____ Records to use
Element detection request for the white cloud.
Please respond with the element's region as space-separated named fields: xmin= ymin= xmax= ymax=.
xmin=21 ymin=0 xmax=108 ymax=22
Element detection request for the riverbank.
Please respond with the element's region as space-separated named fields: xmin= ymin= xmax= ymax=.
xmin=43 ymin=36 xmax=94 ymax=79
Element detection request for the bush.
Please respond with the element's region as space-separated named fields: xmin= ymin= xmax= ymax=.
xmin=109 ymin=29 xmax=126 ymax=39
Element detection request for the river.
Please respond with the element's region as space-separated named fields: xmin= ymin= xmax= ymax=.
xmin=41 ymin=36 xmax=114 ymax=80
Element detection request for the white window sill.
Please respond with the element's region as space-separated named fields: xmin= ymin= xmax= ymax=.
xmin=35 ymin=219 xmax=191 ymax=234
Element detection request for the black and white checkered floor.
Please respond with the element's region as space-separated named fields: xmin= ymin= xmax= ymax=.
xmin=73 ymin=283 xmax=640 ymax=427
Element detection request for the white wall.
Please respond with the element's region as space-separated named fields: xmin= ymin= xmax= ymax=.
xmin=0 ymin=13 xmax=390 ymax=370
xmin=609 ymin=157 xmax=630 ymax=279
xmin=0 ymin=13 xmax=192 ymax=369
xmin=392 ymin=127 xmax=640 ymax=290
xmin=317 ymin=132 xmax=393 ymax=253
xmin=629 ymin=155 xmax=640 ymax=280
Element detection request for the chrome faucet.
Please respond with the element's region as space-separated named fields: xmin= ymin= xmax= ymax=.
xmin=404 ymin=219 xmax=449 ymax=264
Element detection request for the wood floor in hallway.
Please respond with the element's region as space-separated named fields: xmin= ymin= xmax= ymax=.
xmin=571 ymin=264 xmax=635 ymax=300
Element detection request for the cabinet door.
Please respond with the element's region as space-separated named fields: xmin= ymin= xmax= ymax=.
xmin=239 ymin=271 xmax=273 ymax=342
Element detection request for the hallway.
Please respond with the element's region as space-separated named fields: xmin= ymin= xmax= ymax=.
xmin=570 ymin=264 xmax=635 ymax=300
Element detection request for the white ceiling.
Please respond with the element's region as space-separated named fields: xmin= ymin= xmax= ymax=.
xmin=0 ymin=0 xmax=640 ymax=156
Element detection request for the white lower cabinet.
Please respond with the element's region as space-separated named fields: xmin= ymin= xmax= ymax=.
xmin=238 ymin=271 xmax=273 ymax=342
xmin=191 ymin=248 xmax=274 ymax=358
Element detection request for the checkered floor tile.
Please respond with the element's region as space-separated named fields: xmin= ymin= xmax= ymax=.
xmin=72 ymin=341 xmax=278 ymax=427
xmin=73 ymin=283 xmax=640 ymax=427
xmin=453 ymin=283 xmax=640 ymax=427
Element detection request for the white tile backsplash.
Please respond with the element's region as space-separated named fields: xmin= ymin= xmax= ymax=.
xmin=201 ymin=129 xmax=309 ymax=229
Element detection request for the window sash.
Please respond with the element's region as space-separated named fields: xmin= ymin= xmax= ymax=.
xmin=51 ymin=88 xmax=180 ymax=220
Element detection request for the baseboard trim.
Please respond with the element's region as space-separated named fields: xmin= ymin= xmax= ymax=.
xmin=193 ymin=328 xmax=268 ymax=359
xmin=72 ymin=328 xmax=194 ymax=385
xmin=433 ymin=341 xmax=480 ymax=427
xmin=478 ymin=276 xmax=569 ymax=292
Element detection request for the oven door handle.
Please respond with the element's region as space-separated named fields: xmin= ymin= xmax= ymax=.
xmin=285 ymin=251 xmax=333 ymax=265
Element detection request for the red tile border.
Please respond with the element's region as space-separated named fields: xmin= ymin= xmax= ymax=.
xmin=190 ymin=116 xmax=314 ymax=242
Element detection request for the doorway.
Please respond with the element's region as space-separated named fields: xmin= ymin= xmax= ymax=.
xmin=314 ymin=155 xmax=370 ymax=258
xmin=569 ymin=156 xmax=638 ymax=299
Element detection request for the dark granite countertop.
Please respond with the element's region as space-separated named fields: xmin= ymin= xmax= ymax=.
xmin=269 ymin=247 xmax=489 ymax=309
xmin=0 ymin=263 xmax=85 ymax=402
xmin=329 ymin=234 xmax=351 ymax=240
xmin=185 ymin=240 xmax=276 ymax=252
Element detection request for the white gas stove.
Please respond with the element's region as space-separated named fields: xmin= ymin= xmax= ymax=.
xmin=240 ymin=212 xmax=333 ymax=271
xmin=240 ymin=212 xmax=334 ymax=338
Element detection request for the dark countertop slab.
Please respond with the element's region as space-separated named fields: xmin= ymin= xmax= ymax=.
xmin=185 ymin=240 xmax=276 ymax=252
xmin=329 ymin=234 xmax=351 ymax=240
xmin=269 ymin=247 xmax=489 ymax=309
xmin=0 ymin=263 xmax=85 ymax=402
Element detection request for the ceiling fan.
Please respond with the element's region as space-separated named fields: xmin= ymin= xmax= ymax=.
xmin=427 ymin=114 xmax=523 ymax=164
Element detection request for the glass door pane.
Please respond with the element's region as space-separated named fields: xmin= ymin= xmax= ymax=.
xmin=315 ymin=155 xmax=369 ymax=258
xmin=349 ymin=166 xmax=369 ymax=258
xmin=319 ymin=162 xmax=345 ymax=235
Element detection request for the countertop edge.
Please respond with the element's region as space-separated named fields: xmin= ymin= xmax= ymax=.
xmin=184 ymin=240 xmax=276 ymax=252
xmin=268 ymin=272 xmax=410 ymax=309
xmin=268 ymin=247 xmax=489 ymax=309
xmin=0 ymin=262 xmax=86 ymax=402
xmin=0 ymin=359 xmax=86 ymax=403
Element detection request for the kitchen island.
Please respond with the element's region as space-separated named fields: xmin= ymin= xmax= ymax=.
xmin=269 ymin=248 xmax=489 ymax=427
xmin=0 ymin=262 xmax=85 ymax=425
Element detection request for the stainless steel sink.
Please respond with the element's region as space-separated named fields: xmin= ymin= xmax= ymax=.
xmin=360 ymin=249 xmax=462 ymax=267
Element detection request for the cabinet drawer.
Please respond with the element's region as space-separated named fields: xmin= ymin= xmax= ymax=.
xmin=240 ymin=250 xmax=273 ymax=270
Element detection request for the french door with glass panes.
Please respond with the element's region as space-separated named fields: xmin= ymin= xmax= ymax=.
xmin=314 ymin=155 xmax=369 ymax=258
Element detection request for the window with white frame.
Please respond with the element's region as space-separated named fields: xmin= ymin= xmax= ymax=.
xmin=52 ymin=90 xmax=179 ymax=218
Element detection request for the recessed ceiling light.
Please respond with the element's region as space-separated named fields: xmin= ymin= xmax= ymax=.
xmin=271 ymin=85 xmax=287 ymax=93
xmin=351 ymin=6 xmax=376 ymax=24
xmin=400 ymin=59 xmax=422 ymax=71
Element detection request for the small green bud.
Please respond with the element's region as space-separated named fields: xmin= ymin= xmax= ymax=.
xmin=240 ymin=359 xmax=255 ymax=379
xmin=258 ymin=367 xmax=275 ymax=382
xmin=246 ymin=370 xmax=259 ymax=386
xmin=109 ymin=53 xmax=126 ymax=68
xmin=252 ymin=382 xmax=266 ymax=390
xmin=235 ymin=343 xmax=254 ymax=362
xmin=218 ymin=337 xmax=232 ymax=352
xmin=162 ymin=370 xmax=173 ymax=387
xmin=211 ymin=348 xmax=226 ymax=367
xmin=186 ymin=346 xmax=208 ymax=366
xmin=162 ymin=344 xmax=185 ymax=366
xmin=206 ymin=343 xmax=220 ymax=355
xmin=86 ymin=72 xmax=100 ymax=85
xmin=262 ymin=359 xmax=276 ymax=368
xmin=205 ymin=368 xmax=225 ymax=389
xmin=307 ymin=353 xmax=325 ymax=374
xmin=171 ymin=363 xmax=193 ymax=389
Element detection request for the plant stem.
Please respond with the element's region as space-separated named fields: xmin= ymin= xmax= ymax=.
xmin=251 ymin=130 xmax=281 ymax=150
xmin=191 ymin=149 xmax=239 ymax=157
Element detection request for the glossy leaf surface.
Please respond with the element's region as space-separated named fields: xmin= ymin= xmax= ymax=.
________
#### [Direction]
Replace "baseboard trim" with "skirting board" in the data from the line with "Element detection request for the checkered" up to and including the line with "xmin=285 ymin=251 xmax=333 ymax=265", and return only those lines with nothing else changed.

#### [Written response]
Element detection request for the checkered floor tile.
Please respond with the element's region as space-separated named fields: xmin= ymin= xmax= ymax=.
xmin=72 ymin=341 xmax=278 ymax=427
xmin=73 ymin=283 xmax=640 ymax=427
xmin=453 ymin=283 xmax=640 ymax=427
Element detection request for the white tile backsplash.
Please respond with the element's region as space-separated named fields: xmin= ymin= xmax= ymax=.
xmin=201 ymin=129 xmax=309 ymax=229
Element detection request for the window sash.
Please respond with the element's region as space-separated named fields: xmin= ymin= xmax= ymax=.
xmin=51 ymin=88 xmax=180 ymax=220
Element detection request for the skirting board.
Please respond with the element's region as space-separated named fields: xmin= ymin= xmax= ymax=.
xmin=193 ymin=328 xmax=268 ymax=359
xmin=72 ymin=328 xmax=194 ymax=385
xmin=433 ymin=341 xmax=480 ymax=427
xmin=478 ymin=276 xmax=569 ymax=292
Element detection request for the oven door handle.
Please respond with the element's region as space-separated named fields: xmin= ymin= xmax= ymax=.
xmin=285 ymin=251 xmax=333 ymax=265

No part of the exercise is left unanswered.